-------- THE INPUT

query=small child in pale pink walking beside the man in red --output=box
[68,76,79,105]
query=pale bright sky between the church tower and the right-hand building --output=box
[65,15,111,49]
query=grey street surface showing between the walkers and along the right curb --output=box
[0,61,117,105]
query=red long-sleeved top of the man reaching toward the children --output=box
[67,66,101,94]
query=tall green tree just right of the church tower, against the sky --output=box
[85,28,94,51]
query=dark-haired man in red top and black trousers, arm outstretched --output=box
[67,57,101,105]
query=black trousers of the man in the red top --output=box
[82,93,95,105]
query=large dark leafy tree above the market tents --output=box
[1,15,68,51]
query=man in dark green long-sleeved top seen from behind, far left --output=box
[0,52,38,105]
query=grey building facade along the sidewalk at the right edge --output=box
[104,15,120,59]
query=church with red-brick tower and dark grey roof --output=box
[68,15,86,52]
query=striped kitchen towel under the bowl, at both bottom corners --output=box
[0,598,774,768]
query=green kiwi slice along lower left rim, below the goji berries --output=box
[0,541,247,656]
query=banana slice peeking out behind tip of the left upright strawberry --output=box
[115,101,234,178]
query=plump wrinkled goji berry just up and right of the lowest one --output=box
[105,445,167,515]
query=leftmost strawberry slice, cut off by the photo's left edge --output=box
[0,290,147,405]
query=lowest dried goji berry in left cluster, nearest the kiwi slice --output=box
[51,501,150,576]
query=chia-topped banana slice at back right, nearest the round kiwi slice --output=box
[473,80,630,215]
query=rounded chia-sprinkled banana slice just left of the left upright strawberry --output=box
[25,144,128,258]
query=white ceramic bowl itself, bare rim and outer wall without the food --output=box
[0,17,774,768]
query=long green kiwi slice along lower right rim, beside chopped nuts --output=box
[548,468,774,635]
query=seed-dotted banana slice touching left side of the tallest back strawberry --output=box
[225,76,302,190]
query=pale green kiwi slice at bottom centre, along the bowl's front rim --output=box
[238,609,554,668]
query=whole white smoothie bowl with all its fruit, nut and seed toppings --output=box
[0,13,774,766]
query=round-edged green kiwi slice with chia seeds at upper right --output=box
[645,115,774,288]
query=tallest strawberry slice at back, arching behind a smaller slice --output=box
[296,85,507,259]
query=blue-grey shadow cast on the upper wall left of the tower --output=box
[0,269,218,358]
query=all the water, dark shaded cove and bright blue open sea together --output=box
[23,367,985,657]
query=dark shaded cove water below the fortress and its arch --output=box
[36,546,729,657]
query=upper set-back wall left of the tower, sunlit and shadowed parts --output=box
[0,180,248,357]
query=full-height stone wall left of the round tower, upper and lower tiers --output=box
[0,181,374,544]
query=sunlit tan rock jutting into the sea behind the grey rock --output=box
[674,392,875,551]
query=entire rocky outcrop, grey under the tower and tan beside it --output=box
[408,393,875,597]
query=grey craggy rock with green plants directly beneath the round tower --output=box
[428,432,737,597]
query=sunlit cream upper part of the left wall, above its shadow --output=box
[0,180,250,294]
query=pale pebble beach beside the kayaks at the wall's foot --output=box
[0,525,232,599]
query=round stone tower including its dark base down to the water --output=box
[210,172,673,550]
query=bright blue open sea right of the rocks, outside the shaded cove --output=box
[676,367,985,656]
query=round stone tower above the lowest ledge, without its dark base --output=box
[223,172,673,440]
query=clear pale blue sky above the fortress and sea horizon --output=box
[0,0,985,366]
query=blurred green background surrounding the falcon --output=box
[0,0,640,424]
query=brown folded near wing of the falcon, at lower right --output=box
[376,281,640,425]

----------------

> WORK REQUIRED:
Each line of the material above needs to be returned exactly as written.

> ANSWER AREA:
query=small child in pale pink walking beside the man in red --output=box
[68,76,79,105]
query=pale bright sky between the church tower and the right-hand building --output=box
[65,15,111,49]
query=grey street surface showing between the walkers and along the right curb --output=box
[0,61,117,105]
query=red long-sleeved top of the man reaching toward the children --output=box
[67,66,101,94]
query=tall green tree just right of the church tower, against the sky --output=box
[85,28,94,51]
query=dark-haired man in red top and black trousers, arm outstretched --output=box
[67,57,101,105]
query=black trousers of the man in the red top --output=box
[82,93,95,105]
query=large dark leafy tree above the market tents --output=box
[1,15,68,51]
query=man in dark green long-sleeved top seen from behind, far left --output=box
[0,52,38,105]
query=grey building facade along the sidewalk at the right edge --output=box
[104,15,120,59]
query=church with red-brick tower and dark grey roof --output=box
[68,15,86,52]
query=striped kitchen towel under the bowl, at both bottom corners --output=box
[0,598,774,768]
query=green kiwi slice along lower left rim, below the goji berries --output=box
[0,541,247,656]
query=banana slice peeking out behind tip of the left upright strawberry --output=box
[115,101,234,178]
query=plump wrinkled goji berry just up and right of the lowest one --output=box
[105,445,167,515]
query=leftmost strawberry slice, cut off by the photo's left edge --output=box
[0,290,147,405]
query=lowest dried goji berry in left cluster, nearest the kiwi slice --output=box
[51,501,150,576]
query=chia-topped banana slice at back right, nearest the round kiwi slice --output=box
[473,80,630,215]
query=rounded chia-sprinkled banana slice just left of the left upright strawberry --output=box
[25,144,128,258]
query=white ceramic bowl itself, bare rim and outer wall without the food --output=box
[0,17,774,768]
query=long green kiwi slice along lower right rim, beside chopped nuts --output=box
[548,468,774,635]
query=seed-dotted banana slice touching left side of the tallest back strawberry --output=box
[225,76,302,190]
query=pale green kiwi slice at bottom centre, along the bowl's front rim --output=box
[238,609,554,668]
query=whole white smoothie bowl with all its fruit, nut and seed toppings --output=box
[0,13,774,766]
query=round-edged green kiwi slice with chia seeds at upper right --output=box
[645,115,774,288]
query=tallest strawberry slice at back, arching behind a smaller slice --output=box
[296,85,507,259]
query=blue-grey shadow cast on the upper wall left of the tower --output=box
[0,269,218,358]
query=all the water, dark shaded cove and bright blue open sea together --output=box
[23,367,985,657]
query=dark shaded cove water below the fortress and its arch --output=box
[36,546,729,657]
query=upper set-back wall left of the tower, sunlit and shadowed parts --output=box
[0,180,248,357]
query=full-height stone wall left of the round tower, upper and lower tiers --output=box
[0,181,374,544]
query=sunlit tan rock jutting into the sea behind the grey rock --output=box
[674,392,875,551]
query=entire rocky outcrop, grey under the tower and tan beside it --output=box
[408,393,875,597]
query=grey craggy rock with green plants directly beneath the round tower --output=box
[428,432,737,597]
query=sunlit cream upper part of the left wall, above its shadow --output=box
[0,180,250,294]
query=pale pebble beach beside the kayaks at the wall's foot --output=box
[0,525,232,599]
query=round stone tower including its dark base down to the water --output=box
[210,172,673,550]
query=bright blue open sea right of the rocks, outside the shaded cove --output=box
[676,367,985,656]
query=round stone tower above the lowest ledge, without its dark base --output=box
[223,172,673,440]
query=clear pale blue sky above the fortress and sea horizon --output=box
[0,0,985,366]
query=blurred green background surrounding the falcon --output=box
[0,0,640,424]
query=brown folded near wing of the falcon, at lower right --output=box
[376,281,640,425]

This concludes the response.